Extracted data start

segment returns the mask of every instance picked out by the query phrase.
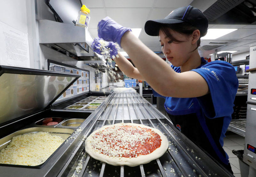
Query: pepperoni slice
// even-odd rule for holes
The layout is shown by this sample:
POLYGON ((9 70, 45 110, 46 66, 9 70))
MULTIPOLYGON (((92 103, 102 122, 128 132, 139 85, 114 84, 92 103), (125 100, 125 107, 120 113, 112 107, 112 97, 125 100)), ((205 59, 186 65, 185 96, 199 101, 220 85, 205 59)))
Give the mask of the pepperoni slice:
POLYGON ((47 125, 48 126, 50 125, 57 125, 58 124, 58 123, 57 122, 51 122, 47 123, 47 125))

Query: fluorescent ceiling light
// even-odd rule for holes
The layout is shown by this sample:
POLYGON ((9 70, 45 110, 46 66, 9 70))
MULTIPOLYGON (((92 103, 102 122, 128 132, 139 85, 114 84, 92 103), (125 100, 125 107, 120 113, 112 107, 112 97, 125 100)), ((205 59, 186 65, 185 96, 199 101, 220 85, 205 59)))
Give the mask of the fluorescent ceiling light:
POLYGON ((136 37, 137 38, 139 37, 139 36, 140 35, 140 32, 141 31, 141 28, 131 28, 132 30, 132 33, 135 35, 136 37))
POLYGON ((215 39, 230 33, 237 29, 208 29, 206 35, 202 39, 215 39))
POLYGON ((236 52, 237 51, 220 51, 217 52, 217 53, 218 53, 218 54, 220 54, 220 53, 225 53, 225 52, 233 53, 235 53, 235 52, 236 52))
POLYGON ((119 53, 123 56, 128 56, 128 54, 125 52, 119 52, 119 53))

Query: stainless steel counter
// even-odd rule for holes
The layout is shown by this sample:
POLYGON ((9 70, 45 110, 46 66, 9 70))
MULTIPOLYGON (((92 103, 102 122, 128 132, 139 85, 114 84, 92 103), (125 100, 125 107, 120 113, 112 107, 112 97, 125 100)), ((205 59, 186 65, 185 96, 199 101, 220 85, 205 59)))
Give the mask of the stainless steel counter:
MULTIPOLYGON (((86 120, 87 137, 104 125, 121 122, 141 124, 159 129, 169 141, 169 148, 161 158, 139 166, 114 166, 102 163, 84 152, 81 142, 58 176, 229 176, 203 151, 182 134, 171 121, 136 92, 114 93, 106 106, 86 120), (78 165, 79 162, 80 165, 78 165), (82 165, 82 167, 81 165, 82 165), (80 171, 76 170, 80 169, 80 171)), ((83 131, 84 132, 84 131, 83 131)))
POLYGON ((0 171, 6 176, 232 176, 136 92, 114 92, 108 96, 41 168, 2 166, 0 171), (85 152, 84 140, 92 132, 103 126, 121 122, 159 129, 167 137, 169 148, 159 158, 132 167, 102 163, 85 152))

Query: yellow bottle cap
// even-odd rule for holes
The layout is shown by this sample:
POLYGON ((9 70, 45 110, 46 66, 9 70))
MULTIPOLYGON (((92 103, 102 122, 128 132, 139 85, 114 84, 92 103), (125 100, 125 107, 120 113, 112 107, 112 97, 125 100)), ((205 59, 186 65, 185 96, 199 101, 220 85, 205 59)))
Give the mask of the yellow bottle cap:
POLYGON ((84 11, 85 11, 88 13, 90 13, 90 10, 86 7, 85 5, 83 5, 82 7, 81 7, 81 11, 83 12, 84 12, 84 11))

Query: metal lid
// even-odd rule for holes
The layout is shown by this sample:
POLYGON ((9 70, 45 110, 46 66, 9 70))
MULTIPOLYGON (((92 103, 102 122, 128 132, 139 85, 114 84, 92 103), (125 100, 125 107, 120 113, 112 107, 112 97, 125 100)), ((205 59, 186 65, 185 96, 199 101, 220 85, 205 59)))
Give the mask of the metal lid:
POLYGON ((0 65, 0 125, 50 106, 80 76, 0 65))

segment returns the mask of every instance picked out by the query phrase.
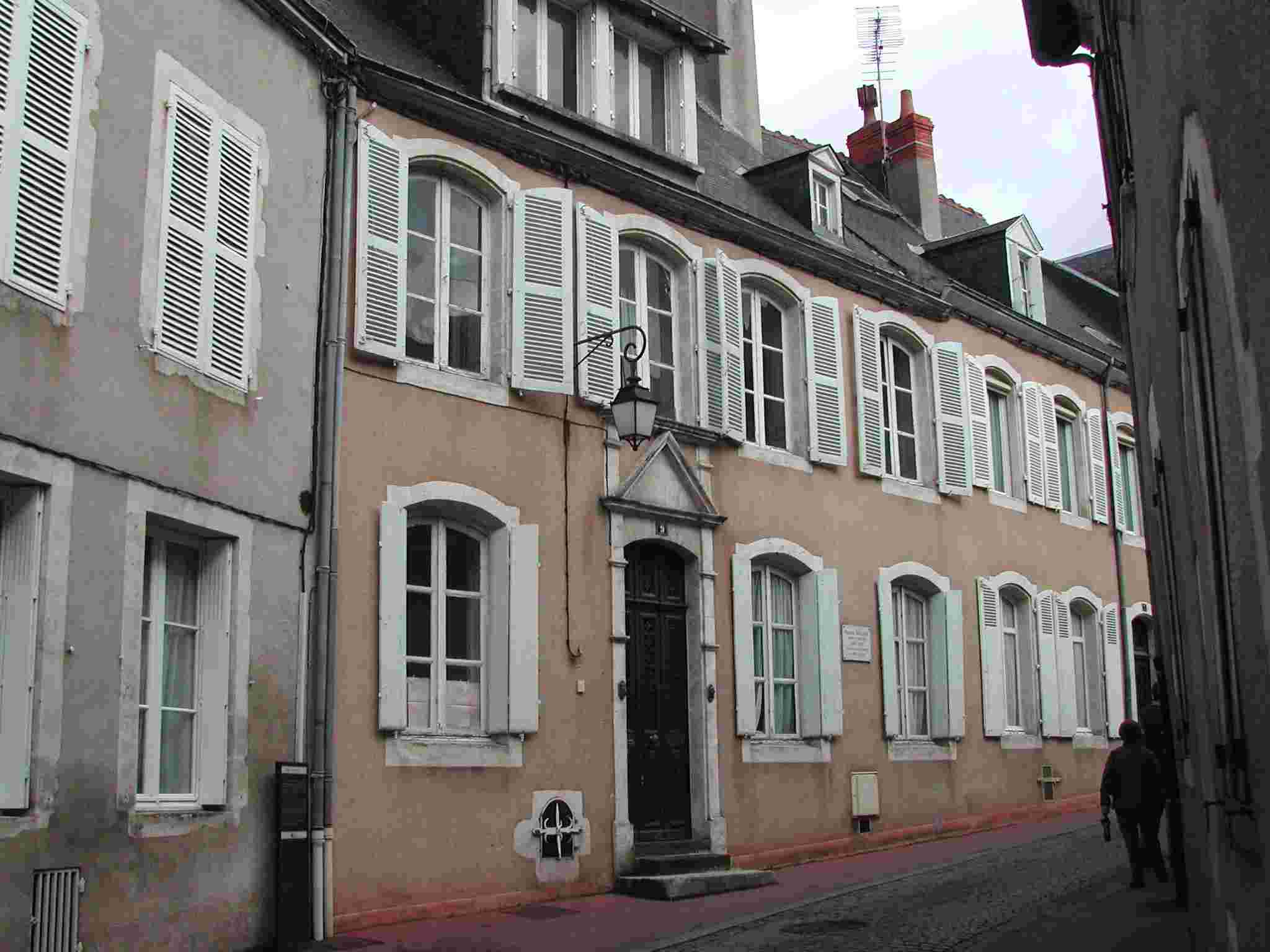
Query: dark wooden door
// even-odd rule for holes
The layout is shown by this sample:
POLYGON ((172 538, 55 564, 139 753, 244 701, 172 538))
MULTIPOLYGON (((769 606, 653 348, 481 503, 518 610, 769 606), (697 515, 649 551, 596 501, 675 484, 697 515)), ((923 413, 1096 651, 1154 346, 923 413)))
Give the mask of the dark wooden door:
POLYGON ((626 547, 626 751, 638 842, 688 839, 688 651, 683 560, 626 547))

Extracted data end

▶ Task instructions
Substitute "outline" for every "mask" in the records above and write them out again with nothing else changed. Omit the pictures.

▶ Full answer
segment returns the outline of every instance picked out by the query phrase.
Query: pepperoni slice
// even-odd rule for holes
The layout is shown by this sample:
POLYGON ((9 70, 45 110, 46 66, 9 70))
MULTIPOLYGON (((92 103, 102 122, 128 132, 139 85, 114 84, 92 103), (125 100, 125 107, 120 113, 112 107, 112 97, 125 100)), ((205 59, 186 65, 185 96, 199 101, 220 85, 205 59)))
Give the outline of the pepperoni slice:
POLYGON ((47 125, 48 126, 50 125, 57 125, 58 124, 58 123, 57 122, 51 122, 47 123, 47 125))

Query: fluorescent ceiling light
// even-odd rule for holes
The layout is shown by this sample:
POLYGON ((9 70, 45 110, 46 66, 9 70))
MULTIPOLYGON (((92 103, 102 122, 128 132, 139 85, 114 84, 92 103), (125 100, 125 107, 120 113, 112 107, 112 97, 125 100)), ((205 59, 186 65, 185 96, 199 101, 220 85, 205 59)))
Give the outline of the fluorescent ceiling light:
POLYGON ((136 37, 137 38, 139 37, 139 36, 140 35, 140 32, 141 31, 141 28, 131 28, 132 30, 132 33, 135 35, 136 37))
POLYGON ((215 39, 230 33, 237 29, 208 29, 206 35, 202 39, 215 39))
POLYGON ((236 52, 237 51, 220 51, 217 52, 217 53, 218 53, 218 54, 220 54, 220 53, 225 53, 225 52, 233 53, 235 53, 235 52, 236 52))
POLYGON ((119 53, 123 56, 128 56, 128 54, 125 52, 119 52, 119 53))

Query: stainless steel counter
// even-odd rule for holes
The layout is shown by this sample:
POLYGON ((9 70, 45 110, 46 66, 9 70))
MULTIPOLYGON (((92 103, 102 122, 128 132, 139 85, 114 84, 92 103), (125 100, 125 107, 120 113, 112 107, 112 97, 125 100)), ((205 59, 186 65, 185 96, 199 101, 220 85, 205 59)))
Give the outline of the stainless steel counter:
MULTIPOLYGON (((86 120, 87 137, 104 125, 121 122, 141 124, 159 129, 169 141, 169 148, 161 158, 139 166, 114 166, 102 163, 84 152, 81 142, 58 176, 229 176, 203 151, 182 134, 171 121, 136 92, 114 93, 106 106, 86 120), (78 165, 79 162, 80 165, 78 165), (82 165, 82 167, 81 165, 82 165), (80 171, 76 170, 80 169, 80 171)), ((83 131, 84 132, 84 131, 83 131)))
POLYGON ((0 171, 6 176, 232 176, 136 92, 114 92, 108 96, 41 168, 2 166, 0 171), (85 152, 84 140, 92 132, 103 126, 121 122, 159 129, 167 137, 169 148, 159 158, 132 167, 102 163, 85 152))

Query: yellow bottle cap
// even-odd rule for holes
The layout is shown by this sample:
POLYGON ((9 70, 45 110, 46 66, 9 70))
MULTIPOLYGON (((92 103, 102 122, 128 132, 139 85, 114 84, 92 103), (125 100, 125 107, 120 113, 112 107, 112 97, 125 100)), ((205 59, 186 65, 185 96, 199 101, 220 85, 205 59)))
Give the outline of the yellow bottle cap:
POLYGON ((84 11, 85 11, 88 13, 90 13, 90 10, 86 7, 85 5, 83 5, 82 7, 81 7, 81 11, 83 12, 84 12, 84 11))

Query: metal lid
// even-odd rule for holes
The layout is shown by this sample:
POLYGON ((9 70, 45 110, 46 66, 9 70))
MULTIPOLYGON (((92 103, 102 122, 128 132, 139 85, 114 84, 92 103), (125 100, 125 107, 120 113, 112 107, 112 97, 125 100)), ((205 59, 186 65, 185 96, 199 101, 220 85, 205 59)))
Give the outline of the metal lid:
POLYGON ((0 65, 0 125, 50 106, 80 76, 0 65))

segment returns the outline of every instance picked out by the query phrase.
Query: dark wooden door
// even-odd rule for holes
The layout is shown by this sample:
POLYGON ((172 538, 55 564, 139 753, 244 701, 172 538))
MULTIPOLYGON (((769 606, 653 348, 481 503, 518 610, 769 606), (697 515, 649 551, 596 501, 675 484, 697 515)), ((923 413, 1096 651, 1154 346, 923 413)))
Give the outline of the dark wooden door:
POLYGON ((626 547, 626 751, 638 842, 688 839, 688 651, 683 560, 626 547))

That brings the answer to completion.